> Records
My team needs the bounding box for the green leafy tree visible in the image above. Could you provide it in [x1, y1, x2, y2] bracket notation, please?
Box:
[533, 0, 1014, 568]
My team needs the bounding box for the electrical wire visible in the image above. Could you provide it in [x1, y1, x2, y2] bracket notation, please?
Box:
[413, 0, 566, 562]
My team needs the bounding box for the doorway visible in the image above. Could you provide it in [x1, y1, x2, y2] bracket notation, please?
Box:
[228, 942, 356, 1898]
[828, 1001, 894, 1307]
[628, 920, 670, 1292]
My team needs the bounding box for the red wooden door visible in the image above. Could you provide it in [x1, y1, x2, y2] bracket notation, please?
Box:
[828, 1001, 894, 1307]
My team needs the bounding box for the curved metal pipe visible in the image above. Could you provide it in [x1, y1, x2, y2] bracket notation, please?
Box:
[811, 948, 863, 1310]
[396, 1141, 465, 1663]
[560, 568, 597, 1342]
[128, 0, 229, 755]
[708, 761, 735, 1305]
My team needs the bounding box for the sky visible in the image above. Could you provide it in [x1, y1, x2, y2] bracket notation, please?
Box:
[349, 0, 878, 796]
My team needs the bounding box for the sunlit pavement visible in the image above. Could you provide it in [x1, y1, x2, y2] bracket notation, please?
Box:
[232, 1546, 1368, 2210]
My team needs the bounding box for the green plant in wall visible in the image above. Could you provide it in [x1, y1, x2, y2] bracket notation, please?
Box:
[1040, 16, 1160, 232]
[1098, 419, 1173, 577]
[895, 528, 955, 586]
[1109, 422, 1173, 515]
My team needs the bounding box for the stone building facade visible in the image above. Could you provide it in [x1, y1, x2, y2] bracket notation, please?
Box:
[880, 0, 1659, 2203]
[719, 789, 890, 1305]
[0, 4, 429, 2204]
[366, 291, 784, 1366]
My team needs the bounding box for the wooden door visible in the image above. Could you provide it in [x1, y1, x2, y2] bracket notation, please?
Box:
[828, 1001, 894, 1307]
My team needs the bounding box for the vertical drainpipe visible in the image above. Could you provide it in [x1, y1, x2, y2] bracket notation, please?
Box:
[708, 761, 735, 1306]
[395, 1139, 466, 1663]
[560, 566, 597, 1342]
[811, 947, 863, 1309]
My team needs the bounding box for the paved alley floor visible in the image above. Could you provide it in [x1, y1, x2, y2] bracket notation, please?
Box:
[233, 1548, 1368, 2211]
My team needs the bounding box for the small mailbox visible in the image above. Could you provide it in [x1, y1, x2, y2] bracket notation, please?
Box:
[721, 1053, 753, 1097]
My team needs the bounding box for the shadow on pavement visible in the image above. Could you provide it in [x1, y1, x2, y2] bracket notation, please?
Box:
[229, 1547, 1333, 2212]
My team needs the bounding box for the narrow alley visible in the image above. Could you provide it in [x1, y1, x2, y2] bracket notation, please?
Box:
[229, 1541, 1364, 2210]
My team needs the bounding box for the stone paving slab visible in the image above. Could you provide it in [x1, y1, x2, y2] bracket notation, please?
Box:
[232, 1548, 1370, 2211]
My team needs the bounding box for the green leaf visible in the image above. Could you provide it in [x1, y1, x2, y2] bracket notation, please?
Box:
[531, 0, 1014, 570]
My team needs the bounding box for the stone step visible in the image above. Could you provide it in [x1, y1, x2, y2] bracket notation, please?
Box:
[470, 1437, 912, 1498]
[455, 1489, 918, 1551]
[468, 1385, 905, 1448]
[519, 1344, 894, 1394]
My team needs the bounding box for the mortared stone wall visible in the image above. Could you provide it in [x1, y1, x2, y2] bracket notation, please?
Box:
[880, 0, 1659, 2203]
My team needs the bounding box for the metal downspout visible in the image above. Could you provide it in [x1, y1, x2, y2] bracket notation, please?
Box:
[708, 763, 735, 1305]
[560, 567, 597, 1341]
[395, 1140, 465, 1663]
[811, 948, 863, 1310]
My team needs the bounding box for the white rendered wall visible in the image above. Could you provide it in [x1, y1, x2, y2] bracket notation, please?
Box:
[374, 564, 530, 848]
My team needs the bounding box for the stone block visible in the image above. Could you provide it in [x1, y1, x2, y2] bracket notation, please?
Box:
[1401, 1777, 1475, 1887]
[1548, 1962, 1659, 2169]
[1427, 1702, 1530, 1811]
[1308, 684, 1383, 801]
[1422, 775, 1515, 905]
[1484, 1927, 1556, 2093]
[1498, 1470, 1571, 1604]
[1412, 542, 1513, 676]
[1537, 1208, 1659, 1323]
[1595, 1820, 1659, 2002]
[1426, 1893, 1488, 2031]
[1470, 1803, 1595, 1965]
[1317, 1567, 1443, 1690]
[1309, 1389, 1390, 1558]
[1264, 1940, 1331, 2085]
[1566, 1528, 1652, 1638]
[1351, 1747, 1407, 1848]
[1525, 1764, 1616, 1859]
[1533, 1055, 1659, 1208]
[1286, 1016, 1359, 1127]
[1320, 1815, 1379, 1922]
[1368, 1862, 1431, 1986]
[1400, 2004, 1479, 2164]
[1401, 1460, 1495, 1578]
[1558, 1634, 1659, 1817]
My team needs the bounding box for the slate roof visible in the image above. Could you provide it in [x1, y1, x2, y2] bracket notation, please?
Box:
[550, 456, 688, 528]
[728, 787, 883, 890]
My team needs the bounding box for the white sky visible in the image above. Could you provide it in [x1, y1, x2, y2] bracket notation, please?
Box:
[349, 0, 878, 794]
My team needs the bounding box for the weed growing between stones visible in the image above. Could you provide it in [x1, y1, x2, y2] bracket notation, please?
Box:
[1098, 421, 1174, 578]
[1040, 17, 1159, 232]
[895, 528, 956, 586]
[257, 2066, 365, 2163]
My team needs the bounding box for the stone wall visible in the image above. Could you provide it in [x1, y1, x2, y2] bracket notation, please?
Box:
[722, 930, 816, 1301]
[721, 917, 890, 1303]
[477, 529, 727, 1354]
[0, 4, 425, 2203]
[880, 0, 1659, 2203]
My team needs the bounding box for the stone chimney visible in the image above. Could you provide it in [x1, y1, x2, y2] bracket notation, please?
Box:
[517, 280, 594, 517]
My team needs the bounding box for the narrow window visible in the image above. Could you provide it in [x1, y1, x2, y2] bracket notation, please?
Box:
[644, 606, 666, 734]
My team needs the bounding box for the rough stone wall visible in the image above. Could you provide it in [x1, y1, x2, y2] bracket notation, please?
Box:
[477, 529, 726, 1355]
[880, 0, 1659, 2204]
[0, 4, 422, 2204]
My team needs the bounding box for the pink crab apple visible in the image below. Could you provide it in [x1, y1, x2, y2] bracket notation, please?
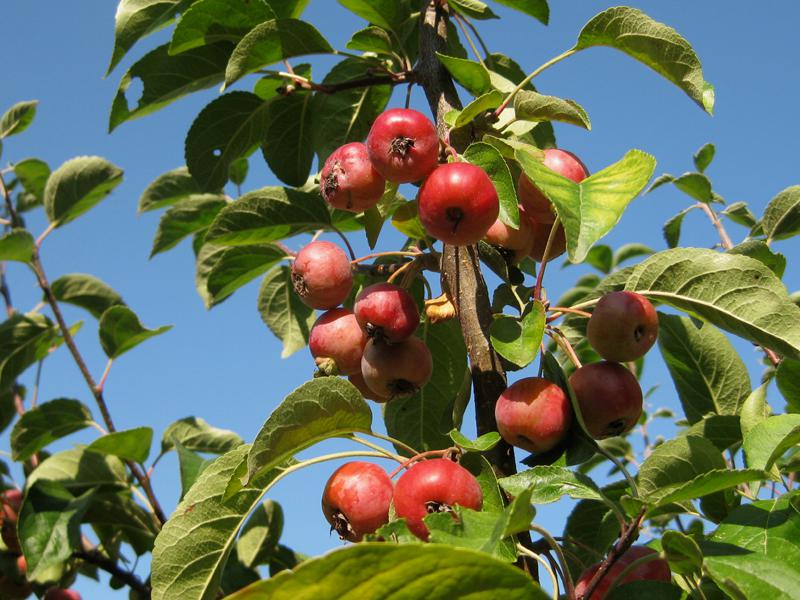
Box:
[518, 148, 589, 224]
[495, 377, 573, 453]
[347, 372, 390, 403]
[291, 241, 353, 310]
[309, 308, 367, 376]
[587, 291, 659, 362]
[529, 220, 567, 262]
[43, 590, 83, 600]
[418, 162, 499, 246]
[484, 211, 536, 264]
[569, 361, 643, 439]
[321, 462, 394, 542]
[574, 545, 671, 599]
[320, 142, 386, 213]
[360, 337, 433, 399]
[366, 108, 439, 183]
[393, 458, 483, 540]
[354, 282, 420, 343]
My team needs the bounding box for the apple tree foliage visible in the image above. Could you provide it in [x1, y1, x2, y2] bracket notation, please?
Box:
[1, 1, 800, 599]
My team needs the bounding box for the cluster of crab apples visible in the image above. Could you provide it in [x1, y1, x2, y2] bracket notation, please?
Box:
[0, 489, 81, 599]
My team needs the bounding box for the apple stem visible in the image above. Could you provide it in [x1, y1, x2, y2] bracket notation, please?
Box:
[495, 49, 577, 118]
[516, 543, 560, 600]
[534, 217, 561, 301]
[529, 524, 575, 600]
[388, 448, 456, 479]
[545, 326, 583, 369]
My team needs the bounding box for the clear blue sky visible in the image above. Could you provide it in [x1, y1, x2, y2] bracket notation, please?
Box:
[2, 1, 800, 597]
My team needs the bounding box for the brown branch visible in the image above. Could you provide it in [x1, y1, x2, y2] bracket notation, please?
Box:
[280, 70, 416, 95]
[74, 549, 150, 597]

* * *

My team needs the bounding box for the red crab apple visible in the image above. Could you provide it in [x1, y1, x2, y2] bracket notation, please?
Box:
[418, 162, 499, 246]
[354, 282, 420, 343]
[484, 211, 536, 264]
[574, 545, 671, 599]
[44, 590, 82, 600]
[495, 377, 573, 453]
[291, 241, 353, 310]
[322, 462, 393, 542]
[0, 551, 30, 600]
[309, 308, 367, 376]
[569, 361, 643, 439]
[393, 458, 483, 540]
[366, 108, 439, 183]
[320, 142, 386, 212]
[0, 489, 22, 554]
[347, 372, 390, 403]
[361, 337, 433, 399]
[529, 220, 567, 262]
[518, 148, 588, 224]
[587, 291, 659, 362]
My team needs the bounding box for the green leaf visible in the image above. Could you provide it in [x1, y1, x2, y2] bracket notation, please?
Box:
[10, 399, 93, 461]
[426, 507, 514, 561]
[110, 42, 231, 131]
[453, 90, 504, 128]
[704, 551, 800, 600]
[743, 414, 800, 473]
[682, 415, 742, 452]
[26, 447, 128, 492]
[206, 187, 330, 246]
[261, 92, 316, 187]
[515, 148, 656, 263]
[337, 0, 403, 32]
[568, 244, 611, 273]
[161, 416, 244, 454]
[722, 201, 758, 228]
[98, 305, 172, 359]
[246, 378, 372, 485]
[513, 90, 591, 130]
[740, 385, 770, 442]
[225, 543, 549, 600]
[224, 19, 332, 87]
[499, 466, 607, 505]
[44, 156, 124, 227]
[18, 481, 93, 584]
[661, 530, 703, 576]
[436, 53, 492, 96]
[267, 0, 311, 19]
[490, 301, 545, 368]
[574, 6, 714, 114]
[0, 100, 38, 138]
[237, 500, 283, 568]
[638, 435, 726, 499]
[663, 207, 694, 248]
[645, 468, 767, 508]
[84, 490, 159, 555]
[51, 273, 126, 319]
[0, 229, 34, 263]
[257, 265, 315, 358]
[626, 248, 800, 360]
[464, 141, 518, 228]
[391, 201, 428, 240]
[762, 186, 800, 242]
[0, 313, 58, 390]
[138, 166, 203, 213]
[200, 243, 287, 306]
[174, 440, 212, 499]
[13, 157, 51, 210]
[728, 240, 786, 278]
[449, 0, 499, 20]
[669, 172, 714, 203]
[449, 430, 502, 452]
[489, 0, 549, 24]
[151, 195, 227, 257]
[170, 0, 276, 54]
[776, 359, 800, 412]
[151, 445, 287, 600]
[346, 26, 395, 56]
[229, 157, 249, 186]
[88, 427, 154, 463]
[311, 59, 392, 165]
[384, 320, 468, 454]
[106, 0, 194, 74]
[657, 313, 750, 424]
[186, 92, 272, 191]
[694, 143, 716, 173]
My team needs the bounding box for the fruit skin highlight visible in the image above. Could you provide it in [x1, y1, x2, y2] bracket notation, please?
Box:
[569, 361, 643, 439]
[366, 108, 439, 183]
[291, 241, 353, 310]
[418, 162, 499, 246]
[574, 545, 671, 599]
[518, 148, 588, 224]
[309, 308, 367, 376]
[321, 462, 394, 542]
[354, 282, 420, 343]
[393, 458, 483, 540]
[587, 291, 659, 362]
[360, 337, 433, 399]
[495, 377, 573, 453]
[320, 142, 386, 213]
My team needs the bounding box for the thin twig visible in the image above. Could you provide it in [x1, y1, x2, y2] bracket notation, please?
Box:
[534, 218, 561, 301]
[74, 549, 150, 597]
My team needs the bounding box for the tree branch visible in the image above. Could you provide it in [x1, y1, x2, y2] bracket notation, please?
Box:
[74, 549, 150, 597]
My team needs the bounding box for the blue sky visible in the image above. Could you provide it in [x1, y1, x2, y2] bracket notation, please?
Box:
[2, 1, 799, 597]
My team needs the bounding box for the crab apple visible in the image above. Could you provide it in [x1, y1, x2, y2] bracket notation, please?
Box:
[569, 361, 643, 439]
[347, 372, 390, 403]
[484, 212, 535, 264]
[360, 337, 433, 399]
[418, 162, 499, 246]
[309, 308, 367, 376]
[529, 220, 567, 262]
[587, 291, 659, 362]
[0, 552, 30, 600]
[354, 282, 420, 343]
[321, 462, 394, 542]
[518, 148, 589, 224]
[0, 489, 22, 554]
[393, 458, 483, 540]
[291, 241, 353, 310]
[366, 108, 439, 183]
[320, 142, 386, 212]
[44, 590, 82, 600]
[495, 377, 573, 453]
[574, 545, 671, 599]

> Aim of the task
How many of the lines above include the word "white"? Respond with the number alone.

> Your response
2